Extracted data entries
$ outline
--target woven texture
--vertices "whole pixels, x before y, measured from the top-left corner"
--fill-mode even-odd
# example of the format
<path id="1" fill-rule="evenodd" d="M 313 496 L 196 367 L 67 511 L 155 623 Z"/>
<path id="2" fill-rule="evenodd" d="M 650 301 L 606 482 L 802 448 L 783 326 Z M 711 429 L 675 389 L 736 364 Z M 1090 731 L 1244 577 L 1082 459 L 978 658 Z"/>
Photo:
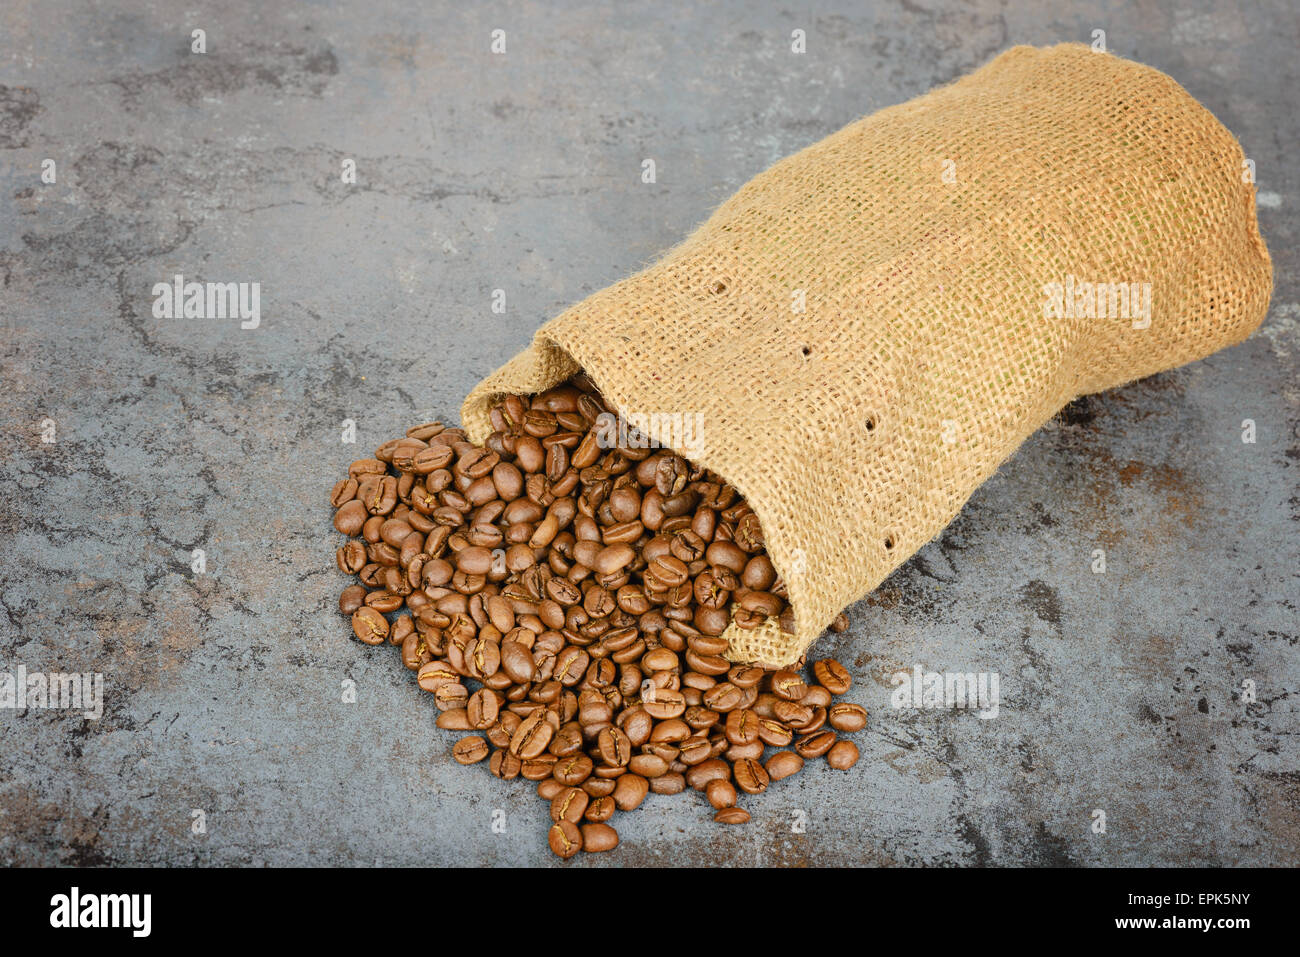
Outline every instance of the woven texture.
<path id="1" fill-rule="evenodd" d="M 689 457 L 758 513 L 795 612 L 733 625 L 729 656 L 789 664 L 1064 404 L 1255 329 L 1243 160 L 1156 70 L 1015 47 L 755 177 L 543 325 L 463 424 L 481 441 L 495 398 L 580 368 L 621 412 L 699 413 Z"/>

WHAT THIS TASK INVOLVES — Give the exact lines, and only those, from the line containing "--target woven texture" through the line containing "313 496 L 196" in the entries above.

TASK ANSWER —
--target woven texture
--vertices "whole pixels, x before y, measured from the top-left corner"
--fill-mode even-odd
# example of the format
<path id="1" fill-rule="evenodd" d="M 313 496 L 196 367 L 67 511 L 155 623 Z"/>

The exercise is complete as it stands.